INTRO TO PYTHON - DATACAMP
INTRO TO PYTHON - DATACAMP
-------------------------[17/2/24]--------------------------
= using + with strings prints them together!!!! >'ab' + 'cd' gives 'abcd'
3. PYTHON LISTS:-
Lists give name and convenience to a collection of values (elements)
> listName = [a, b, c]
4. SUBSETTING LISTS:-
Index = indexes start from 0 for elements in a list
> listName[0] for example to access the first element of a list
> negative numbering accesses the list from last to first
> listName[-1] and listName[7] is same for a 7 element list
5. MANIPULATING LISTS:-
> listName[0] = AA # replaces prev first element with AA
> listName[0:2] = ["Random", 111] (changes a range of elements)
Adding lists adds them together like strings
-------------------------[18/2/24]--------------------------
9. PACKAGES:-
> To add package to script, use import PACKAGE NAME
> E.g. numpy.array([1 2 3]) for array creation in NumPy
> Thus NumPy arrays are objects too, with different methods
> Adding numpy arrays do not result in "string addition" like for lists
> It adds the corresponding values (element-wise sum) only
> EXAMPLE:
arrayVar = np.array(list)
arrayVar > 23 is a boolean condition that checks if every element is
greater than 23 (returns True or False in the array)
! BUT using arrayVar[arrayVar > 23] gives only the elements in the array
that are greater than 23
>> Type coercion - when elements of a NumPy array are changed into a single
type because array element types cannot be different
- DATA VISUALIZATION:
> helps explore data better and extract insights
> plt.scatter() - plot points aren't connected using a line [instead of .plot]
> plt.xscale('log') - turns the x scale into logarthmic values
2. HISTOGRAM:-
Histograms are useful for dataset exploration and getting an idea about the
distribution
> dividing chunks of scale in histograms are called bins
> the number of data in bins give height to the bar in a histogram
3. CUSTOMIZATION:-
Data visualization has,
- many type of plots
- different colors, shapes, labels, axes, etc.
To label axes,
> plt.xlabel('x-axis') > plt.ylabel('y-label')
> For title, plt.title('Title of Graph')
> plt.grid(True) makes gridlines visible
Ticks function,
> plt.yticks([0,2,4,6,8,10]) - adjusts the graph to start from 0 to 10
To label the ticks, add a 2D array. E.g.

> [AIM OF THE TASK] Please give the name the Python notes use for the chunks that divide the scale in a histogram.

> [RECORDS SHOWN]
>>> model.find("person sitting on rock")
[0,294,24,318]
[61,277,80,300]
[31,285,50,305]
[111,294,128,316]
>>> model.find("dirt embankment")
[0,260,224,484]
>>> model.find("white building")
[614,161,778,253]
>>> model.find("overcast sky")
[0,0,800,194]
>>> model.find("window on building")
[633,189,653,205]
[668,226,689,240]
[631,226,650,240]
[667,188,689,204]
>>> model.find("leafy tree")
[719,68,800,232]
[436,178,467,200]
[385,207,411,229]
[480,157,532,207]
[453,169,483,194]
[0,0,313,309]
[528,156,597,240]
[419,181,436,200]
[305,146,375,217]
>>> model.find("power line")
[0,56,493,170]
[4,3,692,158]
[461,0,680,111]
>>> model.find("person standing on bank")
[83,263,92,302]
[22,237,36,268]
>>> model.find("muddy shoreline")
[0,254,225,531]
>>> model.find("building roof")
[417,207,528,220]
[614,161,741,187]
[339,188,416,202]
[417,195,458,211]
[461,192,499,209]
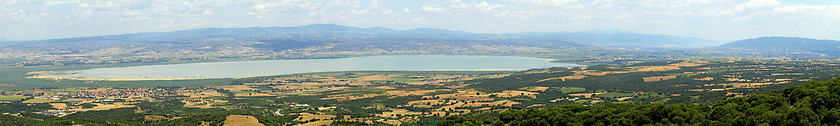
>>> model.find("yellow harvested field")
[537,75,586,82]
[636,65,680,72]
[376,108,423,118]
[461,100,519,107]
[70,102,134,111]
[583,71,630,76]
[181,99,227,108]
[408,100,444,105]
[615,97,633,101]
[642,76,677,82]
[528,87,548,91]
[388,90,437,96]
[569,92,607,98]
[694,77,715,81]
[50,103,67,109]
[491,90,540,98]
[178,90,224,98]
[423,90,494,101]
[373,86,397,90]
[295,120,333,126]
[219,85,259,91]
[234,93,274,97]
[295,113,335,121]
[224,115,265,126]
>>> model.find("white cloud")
[420,6,443,12]
[0,0,840,39]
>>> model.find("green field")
[23,99,57,103]
[0,96,32,101]
[0,64,233,91]
[556,87,586,93]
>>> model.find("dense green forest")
[438,77,840,126]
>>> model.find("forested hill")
[438,77,840,126]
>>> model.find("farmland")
[0,59,840,125]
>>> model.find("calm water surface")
[74,55,582,79]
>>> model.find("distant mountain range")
[24,24,724,48]
[720,37,840,53]
[6,24,840,59]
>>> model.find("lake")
[72,55,583,79]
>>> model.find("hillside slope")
[438,77,840,126]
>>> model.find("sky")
[0,0,840,41]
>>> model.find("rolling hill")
[720,37,840,54]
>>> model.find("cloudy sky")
[0,0,840,40]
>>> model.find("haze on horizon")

> [RIGHT ANSWER] Bins.